Natural-language object grounding data
*** Begin section ***
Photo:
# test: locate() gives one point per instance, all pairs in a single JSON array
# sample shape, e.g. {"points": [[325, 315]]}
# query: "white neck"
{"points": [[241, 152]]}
*** End section ***
**ACTIVITY:** A full, exact copy of the entries is the required answer.

**COMPLETED EXERCISE:**
Photo:
# test: locate() gives one point per instance, all pairs in a single JSON array
# sample shape, e.g. {"points": [[325, 315]]}
# query: "white neck"
{"points": [[241, 152]]}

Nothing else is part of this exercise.